[[ Given passage open ]]
As happens with most popular phenomena, the backlash came not long afterwards. Several commentators pointed to the “fetishisation of failure”, with American website Refinery29 positing: “Has failure just become another thing we need to succeed at?”
Day, naturally, is keenly aware of the rise of what some are calling “failure porn”.
“It’s interesting, isn’t it? And quite similar to the body positivity movement, in a way,” Day notes. “When something becomes part of a bigger conversation and reaches a ‘peak’ point, it starts to be a bit oppressive. Like when you log onto Instagram and it’s like I don’t feel great but I have to feel great and I have to embrace my curves… It’s the same with failure. We’re happy we can admit we’re not perfect all the time, but now I’ve got to feel great about everything I’ve failed at? It’s exhausting.
“Look, there’s no way to fail at failing,” Day affirms. “If you don’t want to fail well and would rather wallow in it, that’s fine, but I choose a different path. You can choose to learn and attach meaning to experiences should you want to. I’m not advocating going after failure, but it will happen to us all, and this is the way to remove its sting.”
I think I am an optimist about life
Day has boiled her received wisdom down to seven key philosophies. Among them are: You Are Not Your Worst Thoughts; There Is No Such Thing As A Future You; Almost Everyone Feels They’ve Failed At Their 20s; and Breakups Are Not A Tragedy.
[[ Given passage closed ]]
[[ Supplied material open ]]
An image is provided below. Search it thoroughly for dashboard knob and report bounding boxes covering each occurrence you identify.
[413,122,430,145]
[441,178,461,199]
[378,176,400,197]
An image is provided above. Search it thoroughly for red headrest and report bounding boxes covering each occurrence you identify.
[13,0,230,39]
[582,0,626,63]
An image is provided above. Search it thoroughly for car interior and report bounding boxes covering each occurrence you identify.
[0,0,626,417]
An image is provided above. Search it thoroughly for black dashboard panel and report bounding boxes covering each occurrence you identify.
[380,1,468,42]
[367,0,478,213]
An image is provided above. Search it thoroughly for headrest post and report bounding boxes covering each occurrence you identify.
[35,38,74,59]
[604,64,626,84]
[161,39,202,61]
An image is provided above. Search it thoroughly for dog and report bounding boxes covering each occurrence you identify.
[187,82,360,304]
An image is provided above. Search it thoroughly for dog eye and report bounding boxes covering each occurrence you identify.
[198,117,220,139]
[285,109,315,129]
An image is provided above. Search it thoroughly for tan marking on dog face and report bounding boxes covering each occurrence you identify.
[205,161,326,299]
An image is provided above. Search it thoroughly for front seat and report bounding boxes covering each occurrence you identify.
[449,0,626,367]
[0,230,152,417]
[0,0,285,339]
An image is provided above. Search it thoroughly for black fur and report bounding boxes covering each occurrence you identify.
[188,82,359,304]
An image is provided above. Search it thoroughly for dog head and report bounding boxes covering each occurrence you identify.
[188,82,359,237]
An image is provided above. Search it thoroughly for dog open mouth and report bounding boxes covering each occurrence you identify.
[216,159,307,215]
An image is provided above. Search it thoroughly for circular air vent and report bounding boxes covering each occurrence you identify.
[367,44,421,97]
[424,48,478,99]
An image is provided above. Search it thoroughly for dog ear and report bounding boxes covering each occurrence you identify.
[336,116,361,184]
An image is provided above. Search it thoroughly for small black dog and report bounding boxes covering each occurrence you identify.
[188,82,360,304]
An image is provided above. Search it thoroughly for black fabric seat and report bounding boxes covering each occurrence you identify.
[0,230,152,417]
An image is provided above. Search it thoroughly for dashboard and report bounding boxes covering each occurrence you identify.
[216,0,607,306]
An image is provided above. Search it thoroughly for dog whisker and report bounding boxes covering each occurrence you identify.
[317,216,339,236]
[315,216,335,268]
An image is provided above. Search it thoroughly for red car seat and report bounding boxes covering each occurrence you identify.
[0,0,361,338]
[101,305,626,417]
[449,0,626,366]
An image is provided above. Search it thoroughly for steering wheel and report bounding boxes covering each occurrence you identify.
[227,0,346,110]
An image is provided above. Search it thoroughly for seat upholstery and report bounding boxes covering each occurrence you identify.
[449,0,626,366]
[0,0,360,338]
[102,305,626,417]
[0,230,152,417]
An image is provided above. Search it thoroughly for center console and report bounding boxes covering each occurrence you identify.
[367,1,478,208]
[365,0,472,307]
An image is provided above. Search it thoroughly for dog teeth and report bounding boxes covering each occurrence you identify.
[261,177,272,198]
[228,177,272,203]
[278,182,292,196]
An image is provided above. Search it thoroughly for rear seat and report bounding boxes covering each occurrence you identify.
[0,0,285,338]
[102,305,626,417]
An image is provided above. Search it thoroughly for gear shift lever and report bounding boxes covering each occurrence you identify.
[[ Supplied material closed ]]
Transcribe the entire passage on Day's views about failure word for word. The material has no connection to the passage.

As happens with most popular phenomena, the backlash came not long afterwards. Several commentators pointed to the “fetishisation of failure”, with American website Refinery29 positing: “Has failure just become another thing we need to succeed at?”
Day, naturally, is keenly aware of the rise of what some are calling “failure porn”.
“It’s interesting, isn’t it? And quite similar to the body positivity movement, in a way,” Day notes. “When something becomes part of a bigger conversation and reaches a ‘peak’ point, it starts to be a bit oppressive. Like when you log onto Instagram and it’s like I don’t feel great but I have to feel great and I have to embrace my curves… It’s the same with failure. We’re happy we can admit we’re not perfect all the time, but now I’ve got to feel great about everything I’ve failed at? It’s exhausting.
“Look, there’s no way to fail at failing,” Day affirms. “If you don’t want to fail well and would rather wallow in it, that’s fine, but I choose a different path. You can choose to learn and attach meaning to experiences should you want to. I’m not advocating going after failure, but it will happen to us all, and this is the way to remove its sting.”
I think I am an optimist about life
Day has boiled her received wisdom down to seven key philosophies. Among them are: You Are Not Your Worst Thoughts; There Is No Such Thing As A Future You; Almost Everyone Feels They’ve Failed At Their 20s; and Breakups Are Not A Tragedy.